►

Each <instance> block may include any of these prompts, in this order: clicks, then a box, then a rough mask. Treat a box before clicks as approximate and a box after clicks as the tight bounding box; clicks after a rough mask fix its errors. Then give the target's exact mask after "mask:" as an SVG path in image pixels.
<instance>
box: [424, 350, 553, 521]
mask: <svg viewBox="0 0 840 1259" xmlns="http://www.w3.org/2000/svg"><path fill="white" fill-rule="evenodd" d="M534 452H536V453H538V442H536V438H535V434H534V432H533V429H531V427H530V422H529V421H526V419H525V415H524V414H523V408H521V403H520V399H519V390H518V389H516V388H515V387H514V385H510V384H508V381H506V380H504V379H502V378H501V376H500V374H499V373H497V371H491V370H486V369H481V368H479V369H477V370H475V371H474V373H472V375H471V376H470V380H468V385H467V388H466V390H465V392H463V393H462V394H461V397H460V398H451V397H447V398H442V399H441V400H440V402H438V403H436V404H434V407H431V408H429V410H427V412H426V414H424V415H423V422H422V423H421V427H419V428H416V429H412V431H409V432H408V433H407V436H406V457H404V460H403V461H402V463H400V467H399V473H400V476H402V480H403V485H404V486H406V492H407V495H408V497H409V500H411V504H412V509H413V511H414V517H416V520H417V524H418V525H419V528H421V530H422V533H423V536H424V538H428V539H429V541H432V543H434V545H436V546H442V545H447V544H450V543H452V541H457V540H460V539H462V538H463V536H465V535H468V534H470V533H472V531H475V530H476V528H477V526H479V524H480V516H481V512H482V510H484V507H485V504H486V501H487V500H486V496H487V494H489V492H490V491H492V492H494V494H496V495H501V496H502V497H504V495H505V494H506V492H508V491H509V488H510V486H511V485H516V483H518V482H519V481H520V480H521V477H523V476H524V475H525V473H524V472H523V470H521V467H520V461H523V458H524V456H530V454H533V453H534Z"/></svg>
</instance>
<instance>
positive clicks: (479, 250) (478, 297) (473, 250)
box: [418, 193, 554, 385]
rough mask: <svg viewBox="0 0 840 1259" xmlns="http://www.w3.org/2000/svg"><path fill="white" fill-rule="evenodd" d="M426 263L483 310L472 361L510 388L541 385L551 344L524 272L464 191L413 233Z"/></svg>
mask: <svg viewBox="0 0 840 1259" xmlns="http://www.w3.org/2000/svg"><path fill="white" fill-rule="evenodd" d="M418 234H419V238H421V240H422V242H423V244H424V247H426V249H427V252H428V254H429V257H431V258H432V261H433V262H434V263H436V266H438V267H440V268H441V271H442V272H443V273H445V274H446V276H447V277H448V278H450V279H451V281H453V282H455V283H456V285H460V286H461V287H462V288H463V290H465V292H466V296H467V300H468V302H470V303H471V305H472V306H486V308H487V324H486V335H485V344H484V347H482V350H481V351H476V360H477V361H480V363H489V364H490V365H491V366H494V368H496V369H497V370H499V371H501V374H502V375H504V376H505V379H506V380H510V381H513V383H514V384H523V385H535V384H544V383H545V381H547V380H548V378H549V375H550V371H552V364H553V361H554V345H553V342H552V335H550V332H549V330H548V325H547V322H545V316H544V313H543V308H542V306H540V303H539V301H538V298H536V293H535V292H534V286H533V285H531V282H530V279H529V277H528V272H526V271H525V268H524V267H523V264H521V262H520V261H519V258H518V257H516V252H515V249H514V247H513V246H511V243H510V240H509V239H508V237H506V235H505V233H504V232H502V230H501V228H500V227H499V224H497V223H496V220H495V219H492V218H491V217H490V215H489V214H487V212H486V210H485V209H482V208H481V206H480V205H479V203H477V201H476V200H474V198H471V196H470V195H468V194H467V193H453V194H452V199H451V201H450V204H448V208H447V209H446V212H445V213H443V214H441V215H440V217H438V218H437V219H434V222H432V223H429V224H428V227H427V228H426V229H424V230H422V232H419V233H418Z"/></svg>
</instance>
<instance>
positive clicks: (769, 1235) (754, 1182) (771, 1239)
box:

◄

Transcribe all of the entries without alteration.

◆ Answer space:
Each <instance> block may include any of these prompts, in this order: clicks, then a box, then a rough mask. Treat a box before clicks as approximate and a box after clicks as the tight bounding box; clicks after a rough mask fix its errors. Then give the target's exact mask after "mask:" as an SVG path in image pixels.
<instance>
box: [424, 350, 553, 521]
mask: <svg viewBox="0 0 840 1259" xmlns="http://www.w3.org/2000/svg"><path fill="white" fill-rule="evenodd" d="M534 452H536V453H538V442H536V438H535V434H534V432H533V429H531V427H530V422H529V421H526V419H525V415H524V414H523V408H521V403H520V399H519V390H518V389H516V388H515V387H514V385H510V384H508V381H506V380H504V379H502V378H501V376H500V374H499V373H497V371H491V370H486V369H481V368H479V369H477V370H475V371H474V373H472V375H471V376H470V380H468V385H467V388H466V390H465V392H463V393H462V394H461V397H460V398H451V397H447V398H442V399H441V400H440V402H438V403H436V404H434V407H431V408H429V410H427V412H426V414H424V415H423V422H422V423H421V427H419V428H416V429H412V431H409V432H408V433H407V436H406V457H404V460H403V461H402V463H400V467H399V473H400V476H402V480H403V485H404V486H406V492H407V495H408V497H409V500H411V504H412V509H413V511H414V517H416V520H417V524H418V525H419V528H421V530H422V533H423V536H424V538H428V539H429V541H432V543H434V545H436V546H442V545H447V544H450V543H452V541H457V540H460V539H462V538H463V536H465V535H468V534H470V533H472V531H475V530H476V528H477V526H479V524H480V516H481V512H482V510H484V507H485V504H486V501H487V500H486V496H487V494H489V492H490V491H492V492H494V494H496V495H501V496H502V497H504V495H505V494H506V492H508V491H509V488H510V486H511V485H516V483H518V482H519V481H520V480H521V477H523V476H524V475H525V473H524V472H523V470H521V467H520V461H523V458H524V456H530V454H533V453H534Z"/></svg>
</instance>
<instance>
positive clicks: (479, 250) (478, 297) (473, 250)
box: [418, 193, 554, 385]
rough mask: <svg viewBox="0 0 840 1259" xmlns="http://www.w3.org/2000/svg"><path fill="white" fill-rule="evenodd" d="M426 263L483 310L472 361L510 388L541 385L551 344L524 272L464 191L413 233Z"/></svg>
mask: <svg viewBox="0 0 840 1259" xmlns="http://www.w3.org/2000/svg"><path fill="white" fill-rule="evenodd" d="M418 234H419V238H421V240H422V242H423V244H424V247H426V249H427V252H428V254H429V257H431V258H432V261H433V262H434V263H436V266H438V267H440V268H441V271H442V272H443V273H445V274H446V276H447V277H448V278H450V279H451V281H453V282H455V283H456V285H460V286H461V287H462V288H463V290H465V292H466V296H467V300H468V302H470V303H471V305H472V306H486V308H487V324H486V335H485V344H484V347H482V350H481V351H476V360H477V361H480V363H489V364H490V365H491V366H494V368H496V369H497V370H499V371H501V374H502V375H504V376H505V379H506V380H510V381H513V383H514V384H523V385H535V384H544V383H545V381H547V380H548V378H549V375H550V371H552V364H553V361H554V345H553V342H552V335H550V332H549V330H548V325H547V322H545V316H544V313H543V308H542V306H540V303H539V301H538V298H536V293H535V292H534V286H533V285H531V282H530V279H529V277H528V272H526V271H525V268H524V267H523V264H521V262H520V261H519V258H518V257H516V252H515V249H514V247H513V246H511V243H510V240H509V239H508V237H506V235H505V233H504V232H502V230H501V228H500V227H499V224H497V223H496V220H495V219H492V218H491V217H490V215H489V214H487V212H486V210H485V209H482V208H481V206H480V205H479V203H477V201H476V200H474V198H471V196H470V195H468V194H467V193H453V194H452V199H451V201H450V204H448V208H447V209H446V212H445V213H443V214H441V215H440V217H438V218H437V219H434V222H432V223H429V224H428V227H427V228H426V229H424V230H422V232H419V233H418Z"/></svg>
</instance>
<instance>
positive clicks: (769, 1235) (754, 1182) (771, 1239)
box:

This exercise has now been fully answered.